# Excerpt to read

— BEGIN —

# Data recovery from microSD card



## meetdilip (Mar 23, 2016)

Can Recuva recover from microSD card ? If not, any other tools available ? Free if possible.


----------



## nac (Mar 23, 2016)

meetdilip said:


> Can Recuva recover from microSD card ? If not, any other tools available ? Free if possible.


Why don't you try and see if recuva works or not?
If that's not working, try this The Best Data Recovery Software |*MiniTool Power Data Recover


----------



## abhinav_sinha (Mar 24, 2016)

It might given that you haven't put some new data after deleting the old ones, but the recovery might not be able to recover the file completely.
I tried once and the file was there to recover but the status was non-recoverable even though I tried to recover just after deleting. I tried several software but none were successful on microsd.
Try ASAP, you might be lucky.


----------



## amit.tiger12 (Mar 24, 2016)

— END —

# Items excerpted from a collection
— BEGIN —

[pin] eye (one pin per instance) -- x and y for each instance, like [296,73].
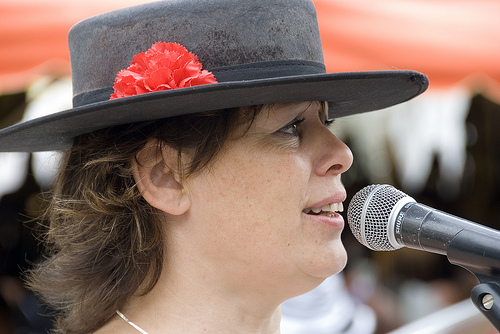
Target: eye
[292,128]
[329,122]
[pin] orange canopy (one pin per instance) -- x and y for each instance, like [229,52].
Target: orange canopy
[452,41]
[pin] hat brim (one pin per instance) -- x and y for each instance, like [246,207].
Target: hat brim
[347,93]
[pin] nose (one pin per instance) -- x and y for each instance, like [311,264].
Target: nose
[334,156]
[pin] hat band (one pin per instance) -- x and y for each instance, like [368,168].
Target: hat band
[252,71]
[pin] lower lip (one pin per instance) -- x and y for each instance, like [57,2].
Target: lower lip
[337,221]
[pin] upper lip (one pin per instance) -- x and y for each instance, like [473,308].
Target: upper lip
[328,204]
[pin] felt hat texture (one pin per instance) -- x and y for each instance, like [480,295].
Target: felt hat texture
[260,51]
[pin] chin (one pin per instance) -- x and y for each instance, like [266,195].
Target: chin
[328,264]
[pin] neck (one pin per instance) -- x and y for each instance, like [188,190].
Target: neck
[194,301]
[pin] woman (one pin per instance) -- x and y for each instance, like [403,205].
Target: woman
[201,186]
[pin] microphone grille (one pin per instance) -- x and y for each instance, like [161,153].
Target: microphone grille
[368,215]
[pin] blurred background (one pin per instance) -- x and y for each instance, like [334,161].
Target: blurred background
[442,148]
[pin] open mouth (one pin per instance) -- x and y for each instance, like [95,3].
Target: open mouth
[326,210]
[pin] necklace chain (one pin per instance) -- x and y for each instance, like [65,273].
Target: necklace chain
[130,322]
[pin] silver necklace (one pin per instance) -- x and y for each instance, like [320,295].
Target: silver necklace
[131,323]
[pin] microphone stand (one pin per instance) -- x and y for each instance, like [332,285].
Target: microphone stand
[484,263]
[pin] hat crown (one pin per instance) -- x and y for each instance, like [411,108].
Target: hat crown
[221,33]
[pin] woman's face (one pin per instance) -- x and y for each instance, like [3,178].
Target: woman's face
[251,216]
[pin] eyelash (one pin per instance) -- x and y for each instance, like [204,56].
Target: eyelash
[293,126]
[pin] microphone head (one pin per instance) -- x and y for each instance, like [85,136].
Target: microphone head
[369,215]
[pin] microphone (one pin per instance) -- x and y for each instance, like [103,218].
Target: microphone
[384,218]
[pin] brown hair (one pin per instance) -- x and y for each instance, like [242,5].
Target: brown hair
[104,241]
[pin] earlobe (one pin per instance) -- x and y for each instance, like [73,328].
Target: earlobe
[158,184]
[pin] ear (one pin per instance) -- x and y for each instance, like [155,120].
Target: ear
[159,184]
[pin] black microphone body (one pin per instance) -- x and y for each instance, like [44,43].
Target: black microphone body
[467,244]
[384,218]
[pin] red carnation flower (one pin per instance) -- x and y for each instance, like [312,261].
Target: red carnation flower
[164,66]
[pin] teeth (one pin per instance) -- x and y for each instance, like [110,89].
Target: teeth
[332,207]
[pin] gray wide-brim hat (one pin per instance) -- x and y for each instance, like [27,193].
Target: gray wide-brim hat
[260,51]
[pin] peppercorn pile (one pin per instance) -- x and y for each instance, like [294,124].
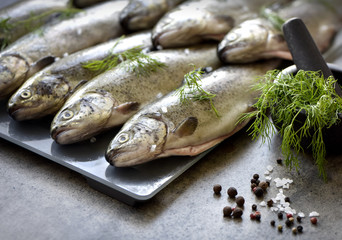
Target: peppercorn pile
[279,204]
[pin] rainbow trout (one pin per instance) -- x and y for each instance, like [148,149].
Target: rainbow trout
[111,98]
[201,20]
[258,38]
[168,127]
[34,51]
[144,14]
[46,91]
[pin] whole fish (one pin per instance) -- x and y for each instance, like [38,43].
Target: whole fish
[258,38]
[200,20]
[34,51]
[144,14]
[46,91]
[111,98]
[20,12]
[168,127]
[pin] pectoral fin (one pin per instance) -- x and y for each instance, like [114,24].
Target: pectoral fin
[186,127]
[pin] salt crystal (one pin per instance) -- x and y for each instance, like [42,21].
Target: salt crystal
[269,168]
[153,147]
[314,214]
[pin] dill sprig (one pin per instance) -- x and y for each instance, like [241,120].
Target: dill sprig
[307,92]
[132,60]
[192,89]
[273,18]
[32,23]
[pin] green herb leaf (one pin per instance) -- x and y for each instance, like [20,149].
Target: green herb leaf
[307,92]
[192,89]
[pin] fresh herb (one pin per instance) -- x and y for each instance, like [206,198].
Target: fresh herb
[133,60]
[273,18]
[307,92]
[192,89]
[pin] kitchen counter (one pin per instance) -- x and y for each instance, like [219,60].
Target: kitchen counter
[41,199]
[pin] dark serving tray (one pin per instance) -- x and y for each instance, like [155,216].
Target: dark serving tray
[130,185]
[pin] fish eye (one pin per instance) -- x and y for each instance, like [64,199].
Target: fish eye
[67,114]
[25,94]
[123,137]
[232,36]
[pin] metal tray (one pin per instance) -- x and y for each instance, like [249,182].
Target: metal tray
[130,185]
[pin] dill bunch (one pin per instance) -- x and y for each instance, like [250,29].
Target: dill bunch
[192,89]
[284,99]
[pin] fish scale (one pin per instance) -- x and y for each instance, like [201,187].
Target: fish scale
[189,128]
[125,92]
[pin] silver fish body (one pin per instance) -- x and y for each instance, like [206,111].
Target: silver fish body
[23,10]
[144,14]
[86,3]
[111,98]
[200,20]
[46,91]
[168,127]
[258,38]
[34,51]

— END —

# Parts of the exercise
1: Rewrite the stretch of the microSD recovery thread from "## abhinav_sinha (Mar" through "might be lucky.", changing "ASAP" to "as soon as possible".
2: Answer these questions about the microSD recovery thread:
(a) Which recovery tool does the opening post ask about?
(b) Which software does nac suggest trying if that tool does not work?
(c) What status did abhinav_sinha's file show when recovery was attempted?

# List of solutions
1:
## abhinav_sinha (Mar 24, 2016)

It might given that you haven't put some new data after deleting the old ones, but the recovery might not be able to recover the file completely.
I tried once and the file was there to recover but the status was non-recoverable even though I tried to recover just after deleting. I tried several software but none were successful on microsd.
Try as soon as possible, you might be lucky.

2:
(a) Recuva
(b) MiniTool Power Data Recover
(c) Non-recoverable